▶ [DATA EXCERPTS]:
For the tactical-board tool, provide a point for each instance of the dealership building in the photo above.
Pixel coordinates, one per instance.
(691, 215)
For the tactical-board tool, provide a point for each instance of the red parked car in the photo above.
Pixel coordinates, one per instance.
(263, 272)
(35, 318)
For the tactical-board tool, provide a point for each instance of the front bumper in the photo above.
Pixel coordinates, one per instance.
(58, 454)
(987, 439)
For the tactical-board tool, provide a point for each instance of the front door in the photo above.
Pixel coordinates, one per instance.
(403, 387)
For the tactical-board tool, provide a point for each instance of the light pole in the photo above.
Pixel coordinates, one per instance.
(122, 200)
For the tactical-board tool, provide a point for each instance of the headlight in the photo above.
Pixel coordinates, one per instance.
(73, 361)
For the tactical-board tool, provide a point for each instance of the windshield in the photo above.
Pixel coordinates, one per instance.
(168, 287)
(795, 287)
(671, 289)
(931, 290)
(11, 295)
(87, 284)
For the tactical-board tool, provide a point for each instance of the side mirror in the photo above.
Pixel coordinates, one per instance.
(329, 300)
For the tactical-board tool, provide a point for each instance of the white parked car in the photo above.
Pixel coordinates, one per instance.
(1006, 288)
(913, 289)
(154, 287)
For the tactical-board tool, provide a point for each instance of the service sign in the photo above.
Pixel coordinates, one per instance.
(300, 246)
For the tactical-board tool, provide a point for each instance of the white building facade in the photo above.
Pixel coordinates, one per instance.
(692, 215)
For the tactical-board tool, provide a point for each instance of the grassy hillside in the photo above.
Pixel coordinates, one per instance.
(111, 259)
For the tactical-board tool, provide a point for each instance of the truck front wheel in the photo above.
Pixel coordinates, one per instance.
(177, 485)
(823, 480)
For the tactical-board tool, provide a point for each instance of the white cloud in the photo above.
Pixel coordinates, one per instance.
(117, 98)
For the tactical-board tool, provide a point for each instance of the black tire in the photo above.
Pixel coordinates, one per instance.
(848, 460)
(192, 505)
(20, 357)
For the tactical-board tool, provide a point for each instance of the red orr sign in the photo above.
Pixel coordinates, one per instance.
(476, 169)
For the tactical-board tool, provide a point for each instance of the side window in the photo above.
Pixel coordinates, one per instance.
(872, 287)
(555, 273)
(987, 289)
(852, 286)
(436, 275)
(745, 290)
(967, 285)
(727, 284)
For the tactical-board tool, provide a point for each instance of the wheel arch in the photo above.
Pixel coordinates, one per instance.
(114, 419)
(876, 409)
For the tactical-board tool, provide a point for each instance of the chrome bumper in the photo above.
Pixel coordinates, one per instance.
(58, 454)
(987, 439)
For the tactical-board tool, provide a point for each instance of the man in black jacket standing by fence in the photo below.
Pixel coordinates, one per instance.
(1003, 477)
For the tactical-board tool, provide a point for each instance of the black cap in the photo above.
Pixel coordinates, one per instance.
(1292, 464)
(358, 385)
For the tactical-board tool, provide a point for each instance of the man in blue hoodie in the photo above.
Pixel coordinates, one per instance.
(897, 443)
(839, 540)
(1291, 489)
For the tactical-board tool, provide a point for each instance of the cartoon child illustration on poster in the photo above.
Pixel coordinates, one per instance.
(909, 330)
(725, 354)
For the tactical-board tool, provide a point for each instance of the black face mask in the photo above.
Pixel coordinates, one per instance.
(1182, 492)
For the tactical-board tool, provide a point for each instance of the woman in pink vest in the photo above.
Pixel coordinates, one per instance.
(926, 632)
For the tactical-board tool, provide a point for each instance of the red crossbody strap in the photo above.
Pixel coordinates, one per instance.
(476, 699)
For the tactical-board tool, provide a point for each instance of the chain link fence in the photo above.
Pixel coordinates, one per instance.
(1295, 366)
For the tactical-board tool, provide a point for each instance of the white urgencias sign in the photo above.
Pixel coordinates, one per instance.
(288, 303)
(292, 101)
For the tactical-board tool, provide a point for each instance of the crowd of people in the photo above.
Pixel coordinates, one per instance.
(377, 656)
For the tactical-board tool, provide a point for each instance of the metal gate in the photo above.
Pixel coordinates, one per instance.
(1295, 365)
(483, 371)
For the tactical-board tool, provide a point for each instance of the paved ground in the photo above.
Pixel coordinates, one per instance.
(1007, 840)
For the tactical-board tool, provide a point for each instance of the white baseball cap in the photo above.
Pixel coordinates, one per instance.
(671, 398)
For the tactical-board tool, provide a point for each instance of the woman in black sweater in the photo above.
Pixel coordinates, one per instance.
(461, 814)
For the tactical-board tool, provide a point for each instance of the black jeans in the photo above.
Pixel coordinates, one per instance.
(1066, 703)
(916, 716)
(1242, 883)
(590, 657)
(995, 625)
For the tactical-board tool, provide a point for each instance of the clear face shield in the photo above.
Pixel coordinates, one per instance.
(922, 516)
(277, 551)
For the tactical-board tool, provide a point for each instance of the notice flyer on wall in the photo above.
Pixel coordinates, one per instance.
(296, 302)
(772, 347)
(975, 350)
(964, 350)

▶ [WRITTEN EXERCISE]:
Turn every line of the data above into a numbered list, omitting any blank lines.

▶ [CORRECT OUTPUT]:
1. For the tactical-board tool, provide a point for each instance of the dealership building in the photo above.
2. Pixel coordinates, one per instance.
3. (691, 215)
4. For the tactical-board tool, provide a point for each instance of the red parked car in the photo above.
5. Pixel coordinates, one per instance.
6. (263, 272)
7. (35, 318)
8. For the tactical-board tool, provide a point for each instance of the front bumper in the photo above.
9. Pixel coordinates, one per instance.
10. (58, 454)
11. (987, 439)
12. For the tactical-board tool, provide a point for each instance of the front door in the photo above.
13. Pixel coordinates, one per instance.
14. (403, 387)
15. For the tactical-board tool, provide a point for each instance of the light pole in the photo above.
16. Pixel coordinates, one per instance.
17. (122, 200)
18. For the tactical-board tool, provide a point for each instance of the headlight in the photo above.
19. Pixel coordinates, one per instance.
20. (73, 361)
21. For the tactical-board tool, provide a point for each instance of the windshield in the photo above.
22. Pixel coordinates, one per instance.
23. (168, 287)
24. (795, 287)
25. (671, 289)
26. (931, 290)
27. (11, 295)
28. (87, 284)
29. For the tactical-board tool, provide a point for each instance of the side mirror in the photo above.
30. Pixel coordinates, one per instance.
31. (329, 300)
32. For the tactical-board tool, provide a point for each instance of the white parked car in the photo above.
33. Pixel coordinates, one per instance.
34. (1006, 288)
35. (913, 289)
36. (154, 287)
37. For the tactical-board tool, provide a point for each instance of the service sign in the photo above.
38. Pixel coordinates, one per instance.
39. (300, 246)
40. For the tactical-board tool, provide a point for each instance of the white building facade in the photo above.
41. Pixel coordinates, one per instance.
42. (692, 215)
43. For the tactical-board tool, provide a point for each instance of the grassy hillside in the photo above.
44. Pixel coordinates, one per instance.
45. (111, 259)
46. For the tactical-board tool, provide a point for each instance of the truck front wheel in the photo above.
47. Pixel coordinates, one per instance.
48. (177, 485)
49. (823, 480)
50. For the tactical-board tool, provide a point for each instance of the white cloud in the photo above.
51. Pixel coordinates, one per instance.
52. (117, 98)
53. For the tactical-board tool, provide a point for each instance of the black tire in the photo above.
54. Pixel coordinates, one per instance.
55. (848, 460)
56. (192, 505)
57. (20, 357)
58. For the tactical-board tool, provide a point for each instance of the red orr sign in the photo above.
59. Pixel coordinates, one per instance.
60. (476, 169)
61. For the tactical-board tool, provide a point for each instance of the side window in the photo above.
62. Pixel coordinates, one per instance.
63. (872, 287)
64. (555, 273)
65. (987, 289)
66. (852, 286)
67. (436, 275)
68. (745, 290)
69. (967, 285)
70. (727, 284)
71. For the tactical-board tool, provide a point for each instance of the wheel arch in the photo above.
72. Pixel coordinates, one per instance.
73. (114, 419)
74. (876, 409)
75. For the tactical-board tool, provide a point for each instance of the chrome bumper in the photo above.
76. Pixel coordinates, one per instance.
77. (58, 454)
78. (987, 439)
79. For the tactical-board tool, provide a point for each instance of the man in black jacket standing by fence in the photo below.
80. Pixel coordinates, one per instance.
81. (1003, 477)
82. For the tactical-board tool, provide a point for each instance of the black cap in the photo above.
83. Pixel coordinates, one per instance.
84. (1292, 464)
85. (358, 385)
86. For the tactical-board tool, provide a point for each instance of the man in blue hoodie in the photo above.
87. Pixel coordinates, one per instance.
88. (897, 443)
89. (839, 540)
90. (1291, 489)
91. For the tactical-board tool, provide a point for each instance of the cartoon child illustration on poster in the photo above.
92. Pixel coordinates, one per instance.
93. (909, 330)
94. (725, 354)
95. For the tactical-board tool, provide a point for each instance of the black face mask in the photo above.
96. Pixel coordinates, one per instance.
97. (1182, 492)
98. For the tactical-board tool, provide a point for each instance of the woman in pink vest in the photo above.
99. Pixel coordinates, one per instance.
100. (926, 632)
101. For the tactical-board tool, provide a point for each instance of the red crossbody strap in the photo above.
102. Pixel coordinates, one per instance.
103. (476, 699)
104. For the tactical-board tool, provide a point for each instance of the chain link fence in the photo above.
105. Pixel coordinates, one per instance.
106. (1295, 366)
107. For the tactical-board tool, provide a point for each instance of the white urgencias sign in the photo above.
108. Pixel coordinates, one per instance.
109. (288, 303)
110. (292, 101)
111. For the tactical-board tool, provide a point for each instance of the crowd of people in the photo above.
112. Pixel coordinates, one per instance.
113. (377, 656)
114. For the tactical-board tool, provide a point for each instance of the metal gate in the photo above.
115. Pixel coordinates, one per instance.
116. (1295, 365)
117. (483, 371)
118. For the tactical-board tool, provide a point for each instance of the paved ground in the photo above.
119. Pixel coordinates, one per instance.
120. (1007, 840)
121. For the tactical-board tool, provide a point for each instance of the white baseball cap in the photo above.
122. Pixel coordinates, one per instance.
123. (671, 398)
124. For the tactical-board tool, provide a point for each instance of the woman in black sweater in the photo above.
125. Pixel coordinates, one per instance.
126. (461, 814)
127. For the tactical-board tool, provide a point for each instance of the black jeans in the photo above.
128. Pixel coordinates, one per instance.
129. (1066, 703)
130. (916, 716)
131. (1242, 883)
132. (590, 657)
133. (995, 625)
134. For the tactical-board tool, provide a point for each instance of the clear face shield in the photo above.
135. Pixel coordinates, one per instance.
136. (922, 516)
137. (277, 551)
138. For the tactical-board tool, provide a point for each instance of the notice flyer on wall in the photo above.
139. Pixel coordinates, one per instance.
140. (296, 302)
141. (772, 347)
142. (975, 350)
143. (964, 350)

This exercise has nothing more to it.